▶ _Problem_: If a line in the records below holds the string "woman", count it, and state only the final count.

[Dataset entries]
[Start of Attachment]

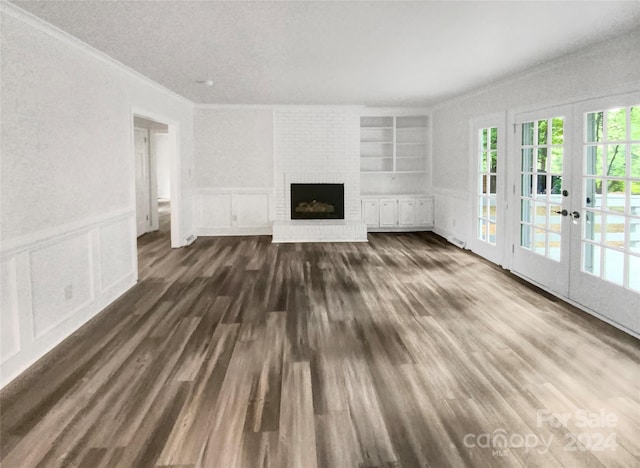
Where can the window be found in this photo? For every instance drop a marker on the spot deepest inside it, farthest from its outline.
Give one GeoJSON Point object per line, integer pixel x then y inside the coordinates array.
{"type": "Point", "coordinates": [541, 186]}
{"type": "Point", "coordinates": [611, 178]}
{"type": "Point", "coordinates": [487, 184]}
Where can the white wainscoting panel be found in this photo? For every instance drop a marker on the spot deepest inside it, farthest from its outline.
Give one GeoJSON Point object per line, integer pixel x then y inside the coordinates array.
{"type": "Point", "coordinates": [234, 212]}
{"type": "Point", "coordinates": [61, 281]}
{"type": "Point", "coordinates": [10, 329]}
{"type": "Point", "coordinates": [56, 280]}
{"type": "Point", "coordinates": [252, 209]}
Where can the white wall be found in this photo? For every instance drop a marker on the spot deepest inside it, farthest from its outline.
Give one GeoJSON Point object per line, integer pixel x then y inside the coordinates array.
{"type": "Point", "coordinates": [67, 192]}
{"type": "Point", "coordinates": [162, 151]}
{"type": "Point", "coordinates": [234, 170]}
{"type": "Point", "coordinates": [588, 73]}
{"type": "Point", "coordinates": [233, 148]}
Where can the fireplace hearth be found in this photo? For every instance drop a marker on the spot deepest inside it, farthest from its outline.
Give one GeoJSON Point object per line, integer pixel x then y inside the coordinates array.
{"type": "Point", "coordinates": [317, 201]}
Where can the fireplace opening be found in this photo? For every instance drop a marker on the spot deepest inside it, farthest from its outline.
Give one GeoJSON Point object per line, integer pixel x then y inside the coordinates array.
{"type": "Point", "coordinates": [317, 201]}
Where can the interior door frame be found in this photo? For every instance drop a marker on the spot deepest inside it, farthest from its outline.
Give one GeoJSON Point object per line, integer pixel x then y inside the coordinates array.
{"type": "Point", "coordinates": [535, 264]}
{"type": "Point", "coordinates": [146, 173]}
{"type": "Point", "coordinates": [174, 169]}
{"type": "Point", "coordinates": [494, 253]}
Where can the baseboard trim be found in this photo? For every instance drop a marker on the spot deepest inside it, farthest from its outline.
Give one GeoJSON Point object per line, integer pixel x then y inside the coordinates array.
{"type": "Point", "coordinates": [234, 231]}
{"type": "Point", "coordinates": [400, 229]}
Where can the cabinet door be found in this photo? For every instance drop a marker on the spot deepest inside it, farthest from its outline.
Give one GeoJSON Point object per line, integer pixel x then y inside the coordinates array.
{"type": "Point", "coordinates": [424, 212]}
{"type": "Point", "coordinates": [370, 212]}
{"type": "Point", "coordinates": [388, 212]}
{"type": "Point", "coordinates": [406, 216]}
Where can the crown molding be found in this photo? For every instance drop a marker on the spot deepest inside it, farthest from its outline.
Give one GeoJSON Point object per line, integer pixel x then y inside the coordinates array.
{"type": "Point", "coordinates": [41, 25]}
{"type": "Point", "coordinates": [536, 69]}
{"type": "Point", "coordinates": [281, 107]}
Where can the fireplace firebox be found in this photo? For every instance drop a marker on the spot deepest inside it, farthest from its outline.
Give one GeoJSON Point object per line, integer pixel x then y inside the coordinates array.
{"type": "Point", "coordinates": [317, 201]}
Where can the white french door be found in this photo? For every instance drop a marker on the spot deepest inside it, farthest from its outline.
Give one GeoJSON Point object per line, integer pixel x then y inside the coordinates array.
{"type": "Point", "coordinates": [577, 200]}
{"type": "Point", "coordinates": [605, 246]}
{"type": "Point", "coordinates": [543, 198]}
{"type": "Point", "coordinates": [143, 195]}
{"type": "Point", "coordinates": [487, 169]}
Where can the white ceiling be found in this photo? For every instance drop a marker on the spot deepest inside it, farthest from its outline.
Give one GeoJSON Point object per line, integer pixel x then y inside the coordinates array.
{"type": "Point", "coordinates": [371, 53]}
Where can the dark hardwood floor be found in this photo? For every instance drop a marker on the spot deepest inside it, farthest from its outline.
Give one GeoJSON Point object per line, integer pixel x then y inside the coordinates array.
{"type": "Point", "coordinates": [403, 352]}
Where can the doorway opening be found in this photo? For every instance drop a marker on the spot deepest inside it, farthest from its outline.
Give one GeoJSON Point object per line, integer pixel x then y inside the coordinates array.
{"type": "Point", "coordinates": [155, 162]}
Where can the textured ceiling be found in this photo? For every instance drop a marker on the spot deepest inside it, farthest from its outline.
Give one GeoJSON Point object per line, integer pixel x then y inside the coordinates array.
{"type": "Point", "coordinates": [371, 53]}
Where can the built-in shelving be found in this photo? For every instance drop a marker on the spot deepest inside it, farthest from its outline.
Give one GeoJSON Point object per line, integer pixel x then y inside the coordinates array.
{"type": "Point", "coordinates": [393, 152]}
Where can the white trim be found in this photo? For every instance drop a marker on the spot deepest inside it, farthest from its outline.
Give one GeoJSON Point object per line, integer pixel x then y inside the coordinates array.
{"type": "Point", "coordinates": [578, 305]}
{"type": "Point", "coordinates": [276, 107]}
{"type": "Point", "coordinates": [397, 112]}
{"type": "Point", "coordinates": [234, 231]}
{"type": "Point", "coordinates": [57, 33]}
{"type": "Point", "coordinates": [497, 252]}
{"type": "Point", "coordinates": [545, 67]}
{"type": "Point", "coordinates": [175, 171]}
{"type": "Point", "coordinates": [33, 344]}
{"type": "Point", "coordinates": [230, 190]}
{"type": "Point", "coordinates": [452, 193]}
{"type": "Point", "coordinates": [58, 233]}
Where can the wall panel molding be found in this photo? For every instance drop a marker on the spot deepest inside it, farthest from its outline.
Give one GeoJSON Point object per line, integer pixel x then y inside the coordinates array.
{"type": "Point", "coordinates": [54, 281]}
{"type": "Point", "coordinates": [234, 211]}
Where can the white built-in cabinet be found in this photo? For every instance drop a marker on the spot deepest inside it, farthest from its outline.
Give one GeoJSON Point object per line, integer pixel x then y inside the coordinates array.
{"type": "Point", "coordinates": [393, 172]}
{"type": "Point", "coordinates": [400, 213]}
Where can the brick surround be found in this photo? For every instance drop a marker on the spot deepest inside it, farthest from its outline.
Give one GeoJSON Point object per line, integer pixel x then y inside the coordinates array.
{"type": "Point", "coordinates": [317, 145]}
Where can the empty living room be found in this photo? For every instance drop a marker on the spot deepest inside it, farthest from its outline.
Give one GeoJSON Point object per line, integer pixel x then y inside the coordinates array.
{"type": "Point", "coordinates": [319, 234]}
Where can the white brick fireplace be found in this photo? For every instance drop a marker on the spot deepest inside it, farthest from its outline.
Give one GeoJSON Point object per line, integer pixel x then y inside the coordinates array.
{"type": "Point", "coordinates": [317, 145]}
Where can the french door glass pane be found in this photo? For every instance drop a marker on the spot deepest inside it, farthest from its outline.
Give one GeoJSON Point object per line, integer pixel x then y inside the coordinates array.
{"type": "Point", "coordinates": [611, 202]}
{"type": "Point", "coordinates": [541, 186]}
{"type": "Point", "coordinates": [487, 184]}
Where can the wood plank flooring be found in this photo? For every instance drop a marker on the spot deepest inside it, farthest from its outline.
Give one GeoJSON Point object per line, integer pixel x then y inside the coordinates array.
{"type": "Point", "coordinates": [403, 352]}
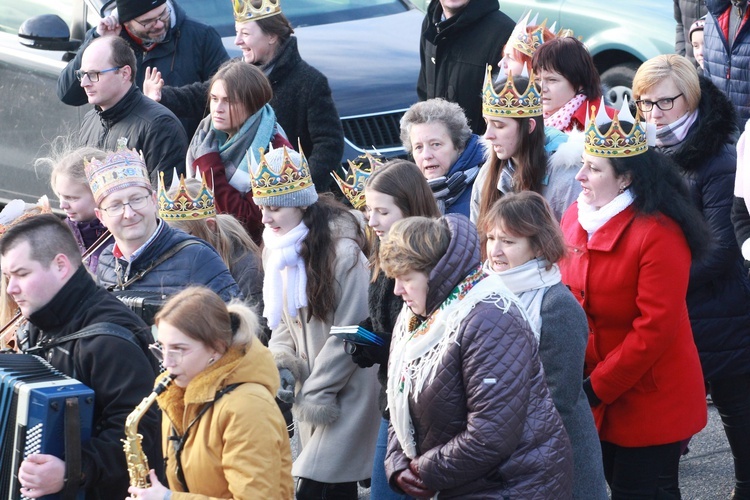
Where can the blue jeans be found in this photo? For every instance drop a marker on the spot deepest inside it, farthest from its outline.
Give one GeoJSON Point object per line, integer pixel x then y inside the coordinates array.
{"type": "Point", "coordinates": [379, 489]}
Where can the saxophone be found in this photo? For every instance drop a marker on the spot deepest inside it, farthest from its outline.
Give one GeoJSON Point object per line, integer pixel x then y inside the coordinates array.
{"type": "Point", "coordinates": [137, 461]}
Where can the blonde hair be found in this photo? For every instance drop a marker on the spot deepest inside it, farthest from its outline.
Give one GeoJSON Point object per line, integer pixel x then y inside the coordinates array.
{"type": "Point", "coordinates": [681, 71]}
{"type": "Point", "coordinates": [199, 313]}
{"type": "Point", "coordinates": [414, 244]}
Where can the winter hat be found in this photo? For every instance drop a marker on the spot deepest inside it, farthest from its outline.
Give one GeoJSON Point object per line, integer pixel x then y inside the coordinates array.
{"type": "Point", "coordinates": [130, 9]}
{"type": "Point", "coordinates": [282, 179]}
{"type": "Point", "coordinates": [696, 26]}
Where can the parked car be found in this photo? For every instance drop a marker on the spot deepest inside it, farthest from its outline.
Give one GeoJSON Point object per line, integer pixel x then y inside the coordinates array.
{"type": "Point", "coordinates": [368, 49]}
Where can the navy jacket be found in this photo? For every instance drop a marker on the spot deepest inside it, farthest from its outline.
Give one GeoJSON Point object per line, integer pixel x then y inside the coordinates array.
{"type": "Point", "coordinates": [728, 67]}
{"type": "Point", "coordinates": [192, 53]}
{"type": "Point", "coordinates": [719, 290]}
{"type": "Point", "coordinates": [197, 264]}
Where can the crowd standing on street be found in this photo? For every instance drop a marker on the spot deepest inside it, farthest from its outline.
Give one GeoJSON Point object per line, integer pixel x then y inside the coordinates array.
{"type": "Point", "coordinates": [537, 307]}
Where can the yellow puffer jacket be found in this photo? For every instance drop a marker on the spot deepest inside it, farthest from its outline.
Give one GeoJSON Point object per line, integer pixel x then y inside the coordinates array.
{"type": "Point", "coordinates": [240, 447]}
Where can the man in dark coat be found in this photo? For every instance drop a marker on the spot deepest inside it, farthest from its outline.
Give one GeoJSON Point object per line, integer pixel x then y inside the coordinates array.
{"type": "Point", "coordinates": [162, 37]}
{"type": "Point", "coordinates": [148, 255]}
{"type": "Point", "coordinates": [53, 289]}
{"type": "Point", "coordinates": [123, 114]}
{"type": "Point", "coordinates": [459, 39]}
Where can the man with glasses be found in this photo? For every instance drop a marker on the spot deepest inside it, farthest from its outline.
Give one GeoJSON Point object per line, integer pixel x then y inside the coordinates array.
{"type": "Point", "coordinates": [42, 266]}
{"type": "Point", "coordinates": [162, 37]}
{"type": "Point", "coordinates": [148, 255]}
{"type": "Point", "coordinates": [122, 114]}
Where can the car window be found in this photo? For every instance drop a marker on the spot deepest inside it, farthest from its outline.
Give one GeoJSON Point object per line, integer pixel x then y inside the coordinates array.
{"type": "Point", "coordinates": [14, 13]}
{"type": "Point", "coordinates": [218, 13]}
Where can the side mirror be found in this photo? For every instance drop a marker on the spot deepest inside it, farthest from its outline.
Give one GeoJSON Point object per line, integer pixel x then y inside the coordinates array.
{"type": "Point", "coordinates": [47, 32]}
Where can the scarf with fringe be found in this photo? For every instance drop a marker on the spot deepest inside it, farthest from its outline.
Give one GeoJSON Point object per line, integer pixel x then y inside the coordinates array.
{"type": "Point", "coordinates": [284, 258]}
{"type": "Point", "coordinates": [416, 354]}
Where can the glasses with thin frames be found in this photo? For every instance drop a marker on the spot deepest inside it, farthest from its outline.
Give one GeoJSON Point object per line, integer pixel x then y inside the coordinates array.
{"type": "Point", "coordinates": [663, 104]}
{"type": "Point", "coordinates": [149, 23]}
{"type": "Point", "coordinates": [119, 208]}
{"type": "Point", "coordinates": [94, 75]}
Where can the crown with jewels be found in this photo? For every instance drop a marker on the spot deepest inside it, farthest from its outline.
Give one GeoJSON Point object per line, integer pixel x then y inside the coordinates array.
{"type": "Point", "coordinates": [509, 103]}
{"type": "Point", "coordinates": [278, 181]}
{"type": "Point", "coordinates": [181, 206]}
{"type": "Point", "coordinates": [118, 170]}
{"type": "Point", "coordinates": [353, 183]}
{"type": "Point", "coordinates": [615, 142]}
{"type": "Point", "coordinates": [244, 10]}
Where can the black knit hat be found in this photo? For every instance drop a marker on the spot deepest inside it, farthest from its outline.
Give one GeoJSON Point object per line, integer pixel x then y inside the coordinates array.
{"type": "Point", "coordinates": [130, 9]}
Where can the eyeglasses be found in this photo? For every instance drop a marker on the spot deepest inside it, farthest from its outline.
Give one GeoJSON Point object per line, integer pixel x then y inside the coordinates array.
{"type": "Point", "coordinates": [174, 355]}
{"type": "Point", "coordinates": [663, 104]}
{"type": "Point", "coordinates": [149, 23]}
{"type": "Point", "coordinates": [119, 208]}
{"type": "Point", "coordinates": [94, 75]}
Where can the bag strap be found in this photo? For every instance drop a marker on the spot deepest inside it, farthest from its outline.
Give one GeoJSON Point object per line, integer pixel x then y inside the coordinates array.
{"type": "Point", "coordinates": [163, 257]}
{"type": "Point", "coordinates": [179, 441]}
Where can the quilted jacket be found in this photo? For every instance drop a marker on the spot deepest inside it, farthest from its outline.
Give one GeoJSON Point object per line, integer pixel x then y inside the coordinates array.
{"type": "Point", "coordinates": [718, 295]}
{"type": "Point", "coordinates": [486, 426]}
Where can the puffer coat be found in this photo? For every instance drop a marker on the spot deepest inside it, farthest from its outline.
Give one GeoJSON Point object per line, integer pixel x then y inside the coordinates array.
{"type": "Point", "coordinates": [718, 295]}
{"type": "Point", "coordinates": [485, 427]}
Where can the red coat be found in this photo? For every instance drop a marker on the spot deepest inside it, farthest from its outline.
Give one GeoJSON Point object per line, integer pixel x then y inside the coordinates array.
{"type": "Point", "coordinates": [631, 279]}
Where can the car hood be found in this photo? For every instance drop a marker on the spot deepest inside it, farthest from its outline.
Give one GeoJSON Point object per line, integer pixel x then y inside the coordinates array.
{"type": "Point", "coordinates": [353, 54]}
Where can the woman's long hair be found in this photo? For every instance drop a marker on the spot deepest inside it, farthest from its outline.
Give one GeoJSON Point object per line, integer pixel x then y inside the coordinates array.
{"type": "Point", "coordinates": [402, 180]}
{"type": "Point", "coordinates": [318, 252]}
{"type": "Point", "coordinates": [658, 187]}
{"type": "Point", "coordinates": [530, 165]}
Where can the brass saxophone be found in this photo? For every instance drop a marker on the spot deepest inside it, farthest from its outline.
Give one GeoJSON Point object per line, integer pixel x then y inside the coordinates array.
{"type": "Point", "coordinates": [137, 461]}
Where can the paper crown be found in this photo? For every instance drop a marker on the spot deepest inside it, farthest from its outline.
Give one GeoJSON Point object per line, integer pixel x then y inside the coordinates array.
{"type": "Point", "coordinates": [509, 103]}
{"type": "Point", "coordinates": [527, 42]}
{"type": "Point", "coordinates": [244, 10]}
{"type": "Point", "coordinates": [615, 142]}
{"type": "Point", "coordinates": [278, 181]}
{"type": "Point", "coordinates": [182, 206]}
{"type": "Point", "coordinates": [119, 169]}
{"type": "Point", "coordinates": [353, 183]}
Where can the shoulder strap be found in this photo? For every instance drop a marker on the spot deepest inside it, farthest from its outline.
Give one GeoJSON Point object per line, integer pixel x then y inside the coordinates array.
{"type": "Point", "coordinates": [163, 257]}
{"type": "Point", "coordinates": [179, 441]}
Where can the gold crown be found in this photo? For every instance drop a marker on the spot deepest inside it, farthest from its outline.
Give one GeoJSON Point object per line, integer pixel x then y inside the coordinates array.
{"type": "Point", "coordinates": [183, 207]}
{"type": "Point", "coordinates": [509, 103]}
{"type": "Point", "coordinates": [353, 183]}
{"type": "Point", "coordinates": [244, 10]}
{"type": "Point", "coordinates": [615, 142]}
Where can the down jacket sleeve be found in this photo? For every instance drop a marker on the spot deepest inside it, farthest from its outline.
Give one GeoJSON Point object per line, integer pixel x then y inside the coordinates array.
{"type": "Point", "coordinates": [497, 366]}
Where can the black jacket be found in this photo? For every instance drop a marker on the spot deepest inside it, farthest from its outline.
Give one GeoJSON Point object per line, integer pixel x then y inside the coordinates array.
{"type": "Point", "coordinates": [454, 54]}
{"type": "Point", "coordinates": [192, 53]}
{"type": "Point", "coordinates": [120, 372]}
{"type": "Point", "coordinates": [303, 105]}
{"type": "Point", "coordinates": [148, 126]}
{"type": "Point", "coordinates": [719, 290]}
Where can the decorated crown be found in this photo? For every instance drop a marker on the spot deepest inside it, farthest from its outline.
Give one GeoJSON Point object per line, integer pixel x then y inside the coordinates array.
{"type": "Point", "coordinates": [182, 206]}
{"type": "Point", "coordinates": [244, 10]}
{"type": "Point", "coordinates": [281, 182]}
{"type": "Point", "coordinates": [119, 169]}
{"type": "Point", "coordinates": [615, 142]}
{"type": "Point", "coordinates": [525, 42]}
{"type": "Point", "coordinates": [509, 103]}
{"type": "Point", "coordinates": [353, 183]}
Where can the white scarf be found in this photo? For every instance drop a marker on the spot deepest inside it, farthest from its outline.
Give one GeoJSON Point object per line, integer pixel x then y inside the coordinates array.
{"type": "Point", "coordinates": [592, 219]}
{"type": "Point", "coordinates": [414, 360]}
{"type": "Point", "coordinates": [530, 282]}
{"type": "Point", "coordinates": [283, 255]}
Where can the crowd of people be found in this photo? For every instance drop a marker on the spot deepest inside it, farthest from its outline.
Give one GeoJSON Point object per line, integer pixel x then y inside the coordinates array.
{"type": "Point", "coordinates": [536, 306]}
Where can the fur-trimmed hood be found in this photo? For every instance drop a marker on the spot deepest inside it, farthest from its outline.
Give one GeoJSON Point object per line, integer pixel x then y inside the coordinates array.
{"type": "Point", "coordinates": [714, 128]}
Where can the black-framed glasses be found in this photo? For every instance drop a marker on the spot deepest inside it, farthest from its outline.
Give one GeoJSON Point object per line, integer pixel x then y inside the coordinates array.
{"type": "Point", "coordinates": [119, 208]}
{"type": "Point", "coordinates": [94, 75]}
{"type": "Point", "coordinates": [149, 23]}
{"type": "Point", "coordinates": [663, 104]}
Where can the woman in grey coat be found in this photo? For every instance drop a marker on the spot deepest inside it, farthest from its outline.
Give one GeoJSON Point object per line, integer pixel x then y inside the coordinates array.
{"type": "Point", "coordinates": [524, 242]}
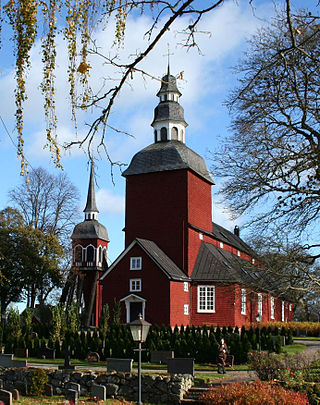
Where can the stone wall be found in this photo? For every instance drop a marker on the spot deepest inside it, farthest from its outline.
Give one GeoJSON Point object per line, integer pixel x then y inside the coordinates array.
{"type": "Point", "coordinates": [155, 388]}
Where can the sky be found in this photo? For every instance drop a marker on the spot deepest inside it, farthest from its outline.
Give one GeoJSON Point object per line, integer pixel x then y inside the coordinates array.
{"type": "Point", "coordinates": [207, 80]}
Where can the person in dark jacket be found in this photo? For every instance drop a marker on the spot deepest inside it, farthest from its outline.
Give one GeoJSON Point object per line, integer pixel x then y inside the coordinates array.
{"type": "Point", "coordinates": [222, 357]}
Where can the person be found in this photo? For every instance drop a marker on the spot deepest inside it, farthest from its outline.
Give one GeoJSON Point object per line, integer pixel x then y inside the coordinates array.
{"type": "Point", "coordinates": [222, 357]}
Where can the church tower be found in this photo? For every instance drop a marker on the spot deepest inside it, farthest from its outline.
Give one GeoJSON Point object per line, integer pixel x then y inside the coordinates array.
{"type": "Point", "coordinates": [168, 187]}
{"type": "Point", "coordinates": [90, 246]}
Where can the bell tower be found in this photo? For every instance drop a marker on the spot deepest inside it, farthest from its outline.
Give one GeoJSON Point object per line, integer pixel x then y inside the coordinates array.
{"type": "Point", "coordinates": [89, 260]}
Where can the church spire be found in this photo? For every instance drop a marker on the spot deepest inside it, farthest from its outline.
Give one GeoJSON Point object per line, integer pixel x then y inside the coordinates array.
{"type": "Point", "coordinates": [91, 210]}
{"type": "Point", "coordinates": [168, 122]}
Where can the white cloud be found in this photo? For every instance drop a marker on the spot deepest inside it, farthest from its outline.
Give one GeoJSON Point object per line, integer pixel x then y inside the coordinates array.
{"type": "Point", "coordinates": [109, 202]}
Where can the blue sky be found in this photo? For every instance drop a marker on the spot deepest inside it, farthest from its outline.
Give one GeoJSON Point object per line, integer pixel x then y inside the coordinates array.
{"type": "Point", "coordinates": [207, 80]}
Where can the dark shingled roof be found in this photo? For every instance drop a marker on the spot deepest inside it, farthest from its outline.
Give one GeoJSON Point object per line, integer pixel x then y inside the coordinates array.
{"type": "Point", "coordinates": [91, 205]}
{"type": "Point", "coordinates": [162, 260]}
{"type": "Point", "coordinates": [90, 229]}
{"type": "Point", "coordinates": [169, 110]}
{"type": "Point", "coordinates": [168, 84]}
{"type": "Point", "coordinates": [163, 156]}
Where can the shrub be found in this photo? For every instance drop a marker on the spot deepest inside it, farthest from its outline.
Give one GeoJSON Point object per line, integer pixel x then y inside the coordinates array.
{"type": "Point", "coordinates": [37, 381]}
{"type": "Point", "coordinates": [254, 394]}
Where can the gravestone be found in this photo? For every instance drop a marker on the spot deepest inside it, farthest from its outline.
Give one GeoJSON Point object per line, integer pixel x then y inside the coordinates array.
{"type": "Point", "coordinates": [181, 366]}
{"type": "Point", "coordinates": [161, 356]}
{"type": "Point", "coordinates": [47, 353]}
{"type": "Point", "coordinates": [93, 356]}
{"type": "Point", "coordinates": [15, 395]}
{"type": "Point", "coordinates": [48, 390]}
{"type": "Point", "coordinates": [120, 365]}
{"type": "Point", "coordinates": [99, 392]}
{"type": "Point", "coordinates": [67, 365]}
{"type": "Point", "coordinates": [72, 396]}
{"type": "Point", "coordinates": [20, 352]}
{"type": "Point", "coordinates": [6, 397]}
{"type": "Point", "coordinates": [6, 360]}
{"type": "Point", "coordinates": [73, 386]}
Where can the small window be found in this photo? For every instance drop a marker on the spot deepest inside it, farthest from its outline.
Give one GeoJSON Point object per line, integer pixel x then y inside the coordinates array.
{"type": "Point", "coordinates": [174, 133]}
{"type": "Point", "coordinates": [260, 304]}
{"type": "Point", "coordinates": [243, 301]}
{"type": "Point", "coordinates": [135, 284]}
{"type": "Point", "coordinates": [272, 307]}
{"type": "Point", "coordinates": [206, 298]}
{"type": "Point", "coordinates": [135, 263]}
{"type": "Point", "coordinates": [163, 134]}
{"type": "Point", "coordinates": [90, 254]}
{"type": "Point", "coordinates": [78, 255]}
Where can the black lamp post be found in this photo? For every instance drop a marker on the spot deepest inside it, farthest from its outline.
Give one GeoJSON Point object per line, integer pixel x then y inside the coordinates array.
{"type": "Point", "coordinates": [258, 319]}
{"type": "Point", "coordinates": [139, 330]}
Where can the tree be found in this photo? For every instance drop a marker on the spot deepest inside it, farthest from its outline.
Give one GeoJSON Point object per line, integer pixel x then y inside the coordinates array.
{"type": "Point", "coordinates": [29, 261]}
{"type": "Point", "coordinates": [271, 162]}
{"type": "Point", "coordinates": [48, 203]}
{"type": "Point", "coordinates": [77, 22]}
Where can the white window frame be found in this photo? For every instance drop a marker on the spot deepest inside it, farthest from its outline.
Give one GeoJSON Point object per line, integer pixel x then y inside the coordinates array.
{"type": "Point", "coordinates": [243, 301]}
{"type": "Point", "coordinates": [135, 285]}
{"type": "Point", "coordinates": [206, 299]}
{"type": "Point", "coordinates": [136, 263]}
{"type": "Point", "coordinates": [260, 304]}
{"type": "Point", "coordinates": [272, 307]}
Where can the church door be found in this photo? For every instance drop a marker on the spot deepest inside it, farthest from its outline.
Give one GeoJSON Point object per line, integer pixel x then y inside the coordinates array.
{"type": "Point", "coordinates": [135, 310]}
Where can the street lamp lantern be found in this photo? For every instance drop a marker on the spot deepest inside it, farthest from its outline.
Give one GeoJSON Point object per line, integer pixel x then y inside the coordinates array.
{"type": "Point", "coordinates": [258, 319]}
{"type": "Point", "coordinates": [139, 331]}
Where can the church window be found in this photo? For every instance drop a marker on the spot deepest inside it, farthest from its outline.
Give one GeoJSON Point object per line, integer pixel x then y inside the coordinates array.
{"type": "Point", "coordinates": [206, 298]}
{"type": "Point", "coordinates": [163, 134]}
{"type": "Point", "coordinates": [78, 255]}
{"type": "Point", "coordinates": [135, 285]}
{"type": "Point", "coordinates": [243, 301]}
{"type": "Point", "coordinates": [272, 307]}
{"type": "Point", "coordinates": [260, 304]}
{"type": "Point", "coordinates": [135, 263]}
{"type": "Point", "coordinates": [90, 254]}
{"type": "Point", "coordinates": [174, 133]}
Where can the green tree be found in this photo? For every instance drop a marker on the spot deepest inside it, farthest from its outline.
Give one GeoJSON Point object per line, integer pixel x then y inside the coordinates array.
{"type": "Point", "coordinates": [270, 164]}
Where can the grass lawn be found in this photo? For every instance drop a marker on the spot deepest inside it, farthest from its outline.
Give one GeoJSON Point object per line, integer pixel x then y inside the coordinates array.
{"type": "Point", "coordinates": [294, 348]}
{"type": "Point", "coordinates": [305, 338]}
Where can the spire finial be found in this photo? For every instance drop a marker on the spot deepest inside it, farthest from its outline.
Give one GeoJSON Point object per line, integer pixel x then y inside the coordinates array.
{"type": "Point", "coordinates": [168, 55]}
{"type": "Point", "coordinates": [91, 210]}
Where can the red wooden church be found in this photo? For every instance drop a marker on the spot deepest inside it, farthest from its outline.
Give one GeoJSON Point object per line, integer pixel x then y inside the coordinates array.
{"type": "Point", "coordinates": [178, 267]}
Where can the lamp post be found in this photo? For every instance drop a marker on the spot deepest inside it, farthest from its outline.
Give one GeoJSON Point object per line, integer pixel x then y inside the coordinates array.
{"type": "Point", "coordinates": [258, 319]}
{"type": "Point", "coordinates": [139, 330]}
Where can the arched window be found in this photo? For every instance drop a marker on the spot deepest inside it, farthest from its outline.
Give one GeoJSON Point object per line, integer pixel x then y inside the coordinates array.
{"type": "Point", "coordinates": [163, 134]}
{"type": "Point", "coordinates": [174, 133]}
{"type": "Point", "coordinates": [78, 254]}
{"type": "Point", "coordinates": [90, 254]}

[End of Attachment]

▶ _Answer to the problem_: 2